▶ EXTRACTED TEXT:

>> start

Hi everyone, I've been in the hobby for about 20 years (insert old timers joke here). I've raced mainly on-road, but now have jumped the fence and started running some off-road as well. I have also started painting body's, hence the screen name. Can't wait to meet and greet everyone.


----------



## Kevin Cole

Alien ArtWerX said:


> Hi everyone, my name is Ken Feather. I've been in the hobby for about 20 years (insert old timers joke here). I've raced mainly on-road, but now have jumped the fence and started running some off-road as well. I have also started painting body's, hence the screen name. Can't wait to meet and greet everyone.



:thumbsup:Ken does some of the best paint you'll lay your eye's on!:thumbsup:

:wave:Welcome aboard HobbyTalk to Ken Feather & Alien ArtWerX.:wave:


----------



## Alien ArtWerX

Kevin Cole said:


> :thumbsup:Ken does some of the best paint you'll lay your eye's on!:thumbsup:
> 
> :wave:Welcome aboard HobbyTalk to Ken Feather & Alien ArtWerX.:wave:


thanks Kevin, you're too kind.:thumbsup:


----------



## hodgie1967

hello erevyone


----------



## H.Wallbanger

I just want to say HI! to everyone. I've been RC racing for over 30 years and have raced everything from 1/12 scale to Truggies. I hope to be able to help anyone new to the hobby if they need it.


----------



## 58267

Hello! Getting back into RC. Bought a Losi MRC to try out the rock crawling scene. Mtn. bikes has been my passion for a long time. Thank you!


----------



## penguineman

Hi all getting back into RC racing after a 4 or 5 year sabitacle just missed it a little to much after doing it for so many years.


----------



## gone banana`s

hi 
i`m from monticello wi. i race at marcca it indoor carpet offroad track there are some clip on youtube type in marcca 

i race xfactory buggy and a x-60 truck it mid motor


----------



## vnmsgt

Hello everyone. 

Mine name is Chris Figueroa and I am with Caster Racing USA and am the East Coast Team Manager for them. Dropped in here looking for some info. Seems like a pretty good forum. Now I am off to go read some!


----------



## Slash

Hey everyone,

Names Steve,live in west Mi,new to the RC world and just picked up a Slash.
Having a blast with it.


----------



## CClay1282

Welcome aboard Slash!


----------



## GetDean

I want to get into Rock crawling, I borrowed my brothers Traxas and got hooked. I know I am going to enjoy rock crawling.


----------



## rchobbygirl

I am a 26 year old bartender. When I'm off (very rare) on a weekend I love nothing more than to zip around my grandfathers lot with my RC Cars. If I'm not running mine I'm running my brothers RC truck! My fave brand is Traxxas and my fave place to shop is RC Boca in Boca Raton Fl!

>> end

▶ EXERCISE DETAILS: Could you copy the passage of the RC hobby forum thread above, word for word, from "Mine name is" up to and including "up a Slash."?

▶ SOURCE DATA:

>> start

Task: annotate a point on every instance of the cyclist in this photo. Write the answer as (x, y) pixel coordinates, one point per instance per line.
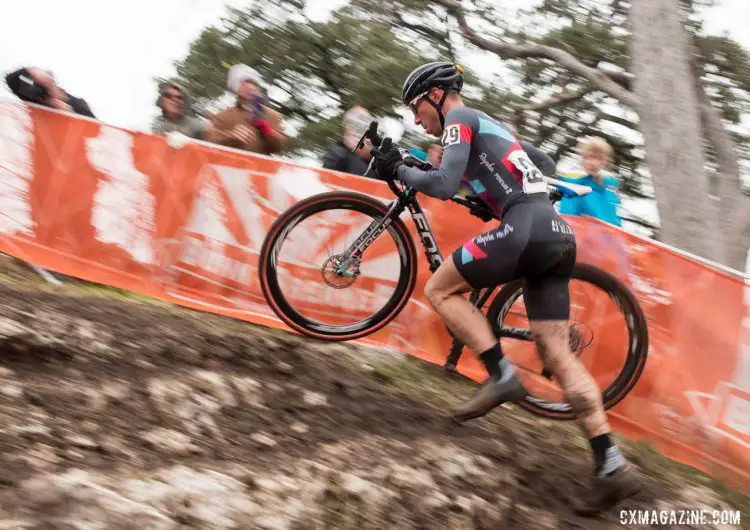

>> end

▶ FINISHED EXERCISE:
Mine name is Chris Figueroa and I am with Caster Racing USA and am the East Coast Team Manager for them. Dropped in here looking for some info. Seems like a pretty good forum. Now I am off to go read some!


----------



## Slash

Hey everyone,

Names Steve,live in west Mi,new to the RC world and just picked up a Slash.